Dataset entries: Begin
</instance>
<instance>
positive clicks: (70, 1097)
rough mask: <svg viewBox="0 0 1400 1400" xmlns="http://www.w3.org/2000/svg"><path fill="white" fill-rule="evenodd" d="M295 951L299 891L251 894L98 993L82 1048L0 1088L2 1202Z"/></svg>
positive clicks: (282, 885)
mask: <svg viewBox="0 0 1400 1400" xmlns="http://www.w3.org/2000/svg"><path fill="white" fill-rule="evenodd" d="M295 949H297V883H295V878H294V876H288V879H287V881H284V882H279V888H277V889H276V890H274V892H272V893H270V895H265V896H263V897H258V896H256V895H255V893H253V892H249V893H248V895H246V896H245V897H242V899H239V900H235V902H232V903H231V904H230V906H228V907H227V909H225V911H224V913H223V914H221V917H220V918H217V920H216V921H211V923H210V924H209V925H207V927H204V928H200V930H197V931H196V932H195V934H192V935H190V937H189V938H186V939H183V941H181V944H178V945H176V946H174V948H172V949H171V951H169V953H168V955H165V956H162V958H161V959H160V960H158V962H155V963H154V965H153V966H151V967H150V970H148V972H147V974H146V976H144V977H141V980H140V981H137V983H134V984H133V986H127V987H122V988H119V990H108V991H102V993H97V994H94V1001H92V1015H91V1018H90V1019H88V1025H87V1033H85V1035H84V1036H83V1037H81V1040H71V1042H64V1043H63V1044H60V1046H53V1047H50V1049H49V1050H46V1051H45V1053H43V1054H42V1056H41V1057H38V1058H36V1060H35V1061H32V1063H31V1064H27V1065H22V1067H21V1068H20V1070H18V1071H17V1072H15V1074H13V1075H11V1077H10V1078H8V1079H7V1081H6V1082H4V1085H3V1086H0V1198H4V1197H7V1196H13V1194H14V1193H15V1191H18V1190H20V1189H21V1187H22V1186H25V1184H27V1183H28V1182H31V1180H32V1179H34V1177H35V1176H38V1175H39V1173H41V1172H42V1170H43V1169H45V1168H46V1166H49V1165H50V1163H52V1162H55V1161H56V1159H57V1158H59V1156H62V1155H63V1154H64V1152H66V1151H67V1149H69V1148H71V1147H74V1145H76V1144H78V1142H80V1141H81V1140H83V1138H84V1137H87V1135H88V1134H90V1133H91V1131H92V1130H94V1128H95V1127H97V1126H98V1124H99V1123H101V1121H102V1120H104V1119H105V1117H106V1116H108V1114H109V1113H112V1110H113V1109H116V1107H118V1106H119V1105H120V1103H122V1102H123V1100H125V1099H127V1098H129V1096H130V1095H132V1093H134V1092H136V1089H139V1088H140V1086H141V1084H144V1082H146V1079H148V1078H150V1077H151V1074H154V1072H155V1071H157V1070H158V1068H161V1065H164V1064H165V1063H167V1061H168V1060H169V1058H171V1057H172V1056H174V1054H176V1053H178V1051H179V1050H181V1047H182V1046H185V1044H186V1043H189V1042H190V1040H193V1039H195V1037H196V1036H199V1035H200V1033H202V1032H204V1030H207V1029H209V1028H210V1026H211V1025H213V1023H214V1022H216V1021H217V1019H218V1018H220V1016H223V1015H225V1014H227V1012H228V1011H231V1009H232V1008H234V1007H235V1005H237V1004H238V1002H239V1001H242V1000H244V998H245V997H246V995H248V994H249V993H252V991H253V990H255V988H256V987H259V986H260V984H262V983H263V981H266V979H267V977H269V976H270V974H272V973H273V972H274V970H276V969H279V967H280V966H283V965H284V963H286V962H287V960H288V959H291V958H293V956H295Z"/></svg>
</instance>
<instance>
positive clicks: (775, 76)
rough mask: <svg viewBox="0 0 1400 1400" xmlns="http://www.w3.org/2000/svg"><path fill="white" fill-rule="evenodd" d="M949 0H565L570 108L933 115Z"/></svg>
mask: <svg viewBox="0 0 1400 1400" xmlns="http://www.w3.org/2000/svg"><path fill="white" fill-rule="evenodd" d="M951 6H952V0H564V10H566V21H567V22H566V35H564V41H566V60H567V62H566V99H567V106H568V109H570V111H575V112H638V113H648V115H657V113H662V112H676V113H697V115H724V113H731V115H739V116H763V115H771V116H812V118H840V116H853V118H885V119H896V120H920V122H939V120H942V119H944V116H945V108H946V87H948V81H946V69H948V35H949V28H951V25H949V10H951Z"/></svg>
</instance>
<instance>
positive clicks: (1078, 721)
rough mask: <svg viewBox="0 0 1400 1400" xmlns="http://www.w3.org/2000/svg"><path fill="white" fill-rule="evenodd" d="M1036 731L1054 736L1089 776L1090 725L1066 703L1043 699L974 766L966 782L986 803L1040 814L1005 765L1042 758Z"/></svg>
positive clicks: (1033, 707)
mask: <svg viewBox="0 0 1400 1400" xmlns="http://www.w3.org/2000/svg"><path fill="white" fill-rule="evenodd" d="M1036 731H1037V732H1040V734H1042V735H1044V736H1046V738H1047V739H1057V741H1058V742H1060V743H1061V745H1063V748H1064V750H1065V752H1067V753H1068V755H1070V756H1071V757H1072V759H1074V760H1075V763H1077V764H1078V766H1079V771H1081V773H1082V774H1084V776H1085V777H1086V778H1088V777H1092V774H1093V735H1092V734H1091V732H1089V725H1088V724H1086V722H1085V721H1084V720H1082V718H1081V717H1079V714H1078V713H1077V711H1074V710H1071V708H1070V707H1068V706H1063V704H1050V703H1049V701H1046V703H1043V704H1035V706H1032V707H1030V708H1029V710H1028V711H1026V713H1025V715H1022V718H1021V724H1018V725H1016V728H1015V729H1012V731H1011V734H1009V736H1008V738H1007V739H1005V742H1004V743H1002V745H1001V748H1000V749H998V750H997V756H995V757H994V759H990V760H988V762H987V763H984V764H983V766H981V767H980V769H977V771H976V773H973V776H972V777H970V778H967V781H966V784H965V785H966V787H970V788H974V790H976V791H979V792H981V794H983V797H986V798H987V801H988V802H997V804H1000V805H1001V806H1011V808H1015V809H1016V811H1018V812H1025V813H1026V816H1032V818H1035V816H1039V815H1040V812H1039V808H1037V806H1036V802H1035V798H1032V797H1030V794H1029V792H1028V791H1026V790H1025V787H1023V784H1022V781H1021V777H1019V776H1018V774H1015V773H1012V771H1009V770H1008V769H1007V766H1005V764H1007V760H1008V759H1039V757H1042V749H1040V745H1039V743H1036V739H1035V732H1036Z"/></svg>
Dataset entries: End
- Your instructions
Copy the lines above word for word, with nothing added or changed.

- Output
</instance>
<instance>
positive clicks: (70, 1097)
rough mask: <svg viewBox="0 0 1400 1400" xmlns="http://www.w3.org/2000/svg"><path fill="white" fill-rule="evenodd" d="M295 951L299 891L251 894L98 993L82 1048L0 1088L2 1202Z"/></svg>
positive clicks: (282, 885)
mask: <svg viewBox="0 0 1400 1400" xmlns="http://www.w3.org/2000/svg"><path fill="white" fill-rule="evenodd" d="M295 949H297V883H295V878H294V876H288V879H287V881H284V882H279V888H277V889H276V890H274V892H272V893H270V895H265V896H263V897H258V896H256V895H255V893H253V892H249V893H248V895H246V896H245V897H242V899H239V900H235V902H232V903H231V904H230V906H228V907H227V909H225V911H224V913H223V914H221V917H220V918H217V920H216V921H211V923H210V924H209V925H207V927H204V928H200V930H197V931H196V932H195V934H192V935H190V937H189V938H186V939H183V941H181V944H178V945H176V946H174V948H172V949H171V951H169V953H168V955H165V956H162V958H161V959H160V960H158V962H155V963H154V965H153V966H151V967H150V970H148V972H147V974H146V976H144V977H141V980H140V981H137V983H134V984H133V986H127V987H122V988H119V990H108V991H102V993H97V994H94V1001H92V1015H91V1018H90V1019H88V1025H87V1033H85V1035H84V1036H83V1037H81V1040H71V1042H64V1043H63V1044H60V1046H53V1047H50V1049H49V1050H46V1051H45V1053H43V1054H42V1056H41V1057H38V1058H36V1060H35V1061H32V1063H31V1064H27V1065H22V1067H21V1068H20V1070H18V1071H17V1072H15V1074H13V1075H11V1077H10V1078H8V1079H7V1081H6V1082H4V1085H3V1086H0V1198H4V1197H7V1196H13V1194H14V1193H15V1191H18V1190H20V1189H21V1187H22V1186H25V1184H27V1183H28V1182H31V1180H32V1179H34V1177H35V1176H38V1175H39V1173H41V1172H42V1170H43V1169H45V1168H46V1166H49V1165H50V1163H52V1162H55V1161H56V1159H57V1158H59V1156H62V1155H63V1154H64V1152H66V1151H67V1149H69V1148H71V1147H74V1145H76V1144H78V1142H80V1141H81V1140H83V1138H84V1137H87V1135H88V1134H90V1133H91V1131H92V1130H94V1128H95V1127H97V1126H98V1124H99V1123H101V1121H102V1120H104V1119H105V1117H106V1116H108V1114H109V1113H112V1110H113V1109H116V1107H118V1106H119V1105H120V1103H122V1102H123V1100H125V1099H127V1098H129V1096H130V1095H132V1093H134V1092H136V1089H139V1088H140V1086H141V1084H144V1082H146V1079H148V1078H150V1077H151V1074H154V1072H155V1071H157V1070H158V1068H161V1065H164V1064H165V1063H167V1061H168V1060H169V1058H171V1057H172V1056H174V1054H176V1053H178V1051H179V1050H181V1047H182V1046H185V1044H186V1043H189V1042H190V1040H193V1039H195V1037H196V1036H199V1035H200V1033H202V1032H204V1030H207V1029H209V1028H210V1026H211V1025H213V1023H214V1022H216V1021H217V1019H218V1018H220V1016H223V1015H225V1014H227V1012H228V1011H231V1009H232V1008H234V1007H235V1005H237V1004H238V1002H239V1001H242V1000H244V998H245V997H246V995H248V994H249V993H252V991H253V990H255V988H256V987H259V986H260V984H262V983H263V981H266V979H267V977H269V976H270V974H272V973H273V972H274V970H276V969H279V967H280V966H283V965H284V963H286V962H287V960H288V959H291V958H293V956H295Z"/></svg>
</instance>
<instance>
positive clicks: (775, 76)
rough mask: <svg viewBox="0 0 1400 1400" xmlns="http://www.w3.org/2000/svg"><path fill="white" fill-rule="evenodd" d="M949 0H565L570 108L933 115Z"/></svg>
mask: <svg viewBox="0 0 1400 1400" xmlns="http://www.w3.org/2000/svg"><path fill="white" fill-rule="evenodd" d="M951 6H952V0H564V10H566V21H567V22H566V35H564V41H566V60H567V62H566V99H567V106H568V109H570V111H575V112H638V113H648V115H657V113H662V112H676V113H697V115H724V113H731V115H739V116H763V115H771V116H812V118H840V116H853V118H885V119H896V120H920V122H939V120H942V119H944V116H945V108H946V87H948V81H946V69H948V35H949V28H951V25H949V10H951Z"/></svg>
</instance>
<instance>
positive clicks: (1078, 721)
rough mask: <svg viewBox="0 0 1400 1400" xmlns="http://www.w3.org/2000/svg"><path fill="white" fill-rule="evenodd" d="M1036 731L1054 736L1089 776L1090 725L1066 703L1043 699L974 766L966 782L986 803L1040 814L1005 765L1042 758Z"/></svg>
positive clicks: (1033, 707)
mask: <svg viewBox="0 0 1400 1400" xmlns="http://www.w3.org/2000/svg"><path fill="white" fill-rule="evenodd" d="M1036 731H1037V732H1040V734H1042V735H1044V736H1046V738H1047V739H1057V741H1058V742H1060V743H1061V745H1063V748H1064V750H1065V752H1067V753H1068V755H1070V756H1071V757H1072V759H1074V760H1075V763H1077V764H1078V766H1079V771H1081V773H1082V774H1084V776H1085V777H1086V778H1088V777H1092V774H1093V735H1092V734H1091V732H1089V725H1088V724H1086V722H1085V721H1084V720H1082V718H1081V717H1079V714H1078V713H1077V711H1074V710H1071V708H1070V707H1068V706H1063V704H1050V703H1049V701H1046V703H1043V704H1035V706H1032V707H1030V708H1029V710H1028V711H1026V713H1025V715H1022V718H1021V724H1018V725H1016V728H1015V729H1012V731H1011V734H1009V736H1008V738H1007V739H1005V742H1004V743H1002V745H1001V748H1000V749H998V750H997V756H995V757H994V759H990V760H988V762H987V763H984V764H983V766H981V767H980V769H977V771H976V773H973V776H972V777H970V778H967V781H966V784H965V785H966V787H970V788H974V790H976V791H979V792H981V794H983V797H986V798H987V801H988V802H997V804H1000V805H1001V806H1011V808H1015V809H1016V811H1018V812H1025V813H1026V816H1032V818H1035V816H1039V815H1040V812H1039V808H1037V806H1036V802H1035V798H1032V797H1030V794H1029V792H1028V791H1026V790H1025V787H1023V784H1022V781H1021V777H1019V776H1018V774H1015V773H1012V771H1009V770H1008V769H1007V766H1005V764H1007V760H1008V759H1039V757H1042V749H1040V745H1039V743H1036V739H1035V732H1036Z"/></svg>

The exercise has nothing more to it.